WORK REQUIRED
Gather each line from the rows below that contains the string "item".

RECORDS FOR THE TASK
::::::::
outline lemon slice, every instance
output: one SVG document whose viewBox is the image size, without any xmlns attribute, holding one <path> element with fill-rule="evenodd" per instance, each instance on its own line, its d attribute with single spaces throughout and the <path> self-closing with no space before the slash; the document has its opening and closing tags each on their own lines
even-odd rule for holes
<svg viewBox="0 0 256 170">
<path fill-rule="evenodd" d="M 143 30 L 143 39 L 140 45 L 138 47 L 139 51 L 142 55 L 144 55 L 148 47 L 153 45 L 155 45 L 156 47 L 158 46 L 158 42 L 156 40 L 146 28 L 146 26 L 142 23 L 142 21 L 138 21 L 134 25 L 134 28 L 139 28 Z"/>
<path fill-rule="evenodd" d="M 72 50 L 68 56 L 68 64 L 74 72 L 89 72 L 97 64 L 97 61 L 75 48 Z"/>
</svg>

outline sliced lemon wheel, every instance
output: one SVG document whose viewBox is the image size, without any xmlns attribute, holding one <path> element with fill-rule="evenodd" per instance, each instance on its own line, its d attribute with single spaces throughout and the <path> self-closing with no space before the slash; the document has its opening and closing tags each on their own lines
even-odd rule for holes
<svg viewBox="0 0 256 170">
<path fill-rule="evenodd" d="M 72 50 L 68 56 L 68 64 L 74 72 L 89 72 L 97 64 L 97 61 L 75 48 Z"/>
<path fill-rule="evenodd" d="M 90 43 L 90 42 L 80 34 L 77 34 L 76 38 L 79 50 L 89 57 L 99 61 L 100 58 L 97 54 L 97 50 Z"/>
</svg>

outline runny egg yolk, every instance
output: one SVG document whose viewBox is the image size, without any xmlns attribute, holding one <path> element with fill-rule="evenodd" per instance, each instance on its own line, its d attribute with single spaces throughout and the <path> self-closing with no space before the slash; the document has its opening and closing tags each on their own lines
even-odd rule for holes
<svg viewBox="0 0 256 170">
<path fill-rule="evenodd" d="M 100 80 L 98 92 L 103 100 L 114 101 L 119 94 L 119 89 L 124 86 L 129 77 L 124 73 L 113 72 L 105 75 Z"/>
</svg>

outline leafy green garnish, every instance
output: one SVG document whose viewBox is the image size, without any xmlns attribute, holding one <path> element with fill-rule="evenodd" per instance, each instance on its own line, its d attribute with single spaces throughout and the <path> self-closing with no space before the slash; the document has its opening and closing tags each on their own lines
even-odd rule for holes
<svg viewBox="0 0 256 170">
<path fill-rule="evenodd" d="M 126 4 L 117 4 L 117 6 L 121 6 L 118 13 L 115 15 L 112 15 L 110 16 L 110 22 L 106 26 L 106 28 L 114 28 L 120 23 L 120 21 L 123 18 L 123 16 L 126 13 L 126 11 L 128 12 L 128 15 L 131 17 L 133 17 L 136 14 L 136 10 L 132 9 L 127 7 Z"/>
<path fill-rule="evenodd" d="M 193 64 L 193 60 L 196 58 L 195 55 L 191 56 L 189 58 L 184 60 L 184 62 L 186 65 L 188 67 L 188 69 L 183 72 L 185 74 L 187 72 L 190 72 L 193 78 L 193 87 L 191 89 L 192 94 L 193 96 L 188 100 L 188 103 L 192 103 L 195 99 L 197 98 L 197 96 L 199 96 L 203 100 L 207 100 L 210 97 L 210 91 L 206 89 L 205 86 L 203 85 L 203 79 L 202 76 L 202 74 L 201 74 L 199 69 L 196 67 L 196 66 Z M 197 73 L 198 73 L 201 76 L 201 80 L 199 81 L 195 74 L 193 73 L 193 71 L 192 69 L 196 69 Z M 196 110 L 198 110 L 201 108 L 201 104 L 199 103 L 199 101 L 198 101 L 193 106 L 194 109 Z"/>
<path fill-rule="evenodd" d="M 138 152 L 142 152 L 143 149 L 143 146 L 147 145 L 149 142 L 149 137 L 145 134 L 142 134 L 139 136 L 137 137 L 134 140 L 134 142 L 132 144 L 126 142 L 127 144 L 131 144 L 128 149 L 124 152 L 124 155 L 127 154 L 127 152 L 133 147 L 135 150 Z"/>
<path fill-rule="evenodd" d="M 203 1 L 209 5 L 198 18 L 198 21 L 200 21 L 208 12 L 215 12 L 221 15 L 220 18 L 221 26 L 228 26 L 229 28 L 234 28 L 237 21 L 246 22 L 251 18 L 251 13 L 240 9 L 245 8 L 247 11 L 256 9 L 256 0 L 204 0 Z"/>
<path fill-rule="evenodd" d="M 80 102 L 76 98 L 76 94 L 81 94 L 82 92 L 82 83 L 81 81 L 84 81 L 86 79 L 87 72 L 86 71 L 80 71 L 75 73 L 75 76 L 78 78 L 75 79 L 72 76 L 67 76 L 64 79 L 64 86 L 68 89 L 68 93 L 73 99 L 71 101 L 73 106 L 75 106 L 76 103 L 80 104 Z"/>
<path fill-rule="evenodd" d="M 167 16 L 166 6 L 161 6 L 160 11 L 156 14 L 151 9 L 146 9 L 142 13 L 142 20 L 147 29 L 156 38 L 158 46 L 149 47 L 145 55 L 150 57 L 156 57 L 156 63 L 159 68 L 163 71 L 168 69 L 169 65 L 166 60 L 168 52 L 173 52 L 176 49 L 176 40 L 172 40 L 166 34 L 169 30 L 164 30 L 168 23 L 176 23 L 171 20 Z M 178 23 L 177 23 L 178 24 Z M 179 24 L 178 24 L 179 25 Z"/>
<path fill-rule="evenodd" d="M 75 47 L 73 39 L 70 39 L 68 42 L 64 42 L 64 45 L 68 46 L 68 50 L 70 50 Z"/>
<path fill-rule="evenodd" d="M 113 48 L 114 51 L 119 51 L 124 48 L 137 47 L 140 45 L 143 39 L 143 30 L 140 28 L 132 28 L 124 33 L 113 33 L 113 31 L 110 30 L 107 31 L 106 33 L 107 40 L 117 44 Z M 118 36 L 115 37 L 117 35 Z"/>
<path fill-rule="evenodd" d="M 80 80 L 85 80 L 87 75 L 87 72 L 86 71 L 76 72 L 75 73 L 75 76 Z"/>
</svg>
::::::::
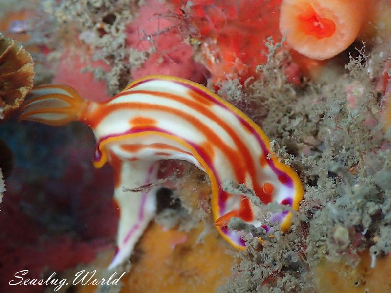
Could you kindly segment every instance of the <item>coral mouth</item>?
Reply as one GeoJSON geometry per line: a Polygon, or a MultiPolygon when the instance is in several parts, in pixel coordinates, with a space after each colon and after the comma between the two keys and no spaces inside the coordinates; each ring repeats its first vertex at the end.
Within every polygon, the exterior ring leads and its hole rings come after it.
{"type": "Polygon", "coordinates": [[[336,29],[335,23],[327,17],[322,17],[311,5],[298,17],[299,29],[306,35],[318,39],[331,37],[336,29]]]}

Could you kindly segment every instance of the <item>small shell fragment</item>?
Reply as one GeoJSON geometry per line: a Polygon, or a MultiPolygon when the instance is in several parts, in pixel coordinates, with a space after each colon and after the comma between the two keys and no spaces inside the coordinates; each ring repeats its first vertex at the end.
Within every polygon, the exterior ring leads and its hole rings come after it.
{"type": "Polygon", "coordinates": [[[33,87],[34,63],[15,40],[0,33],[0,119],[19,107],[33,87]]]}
::::::::
TASK OUTPUT
Could you kindly segment every instance of the <item>coral mouth</item>?
Could you kindly segment every instance of the <item>small shell fragment</item>?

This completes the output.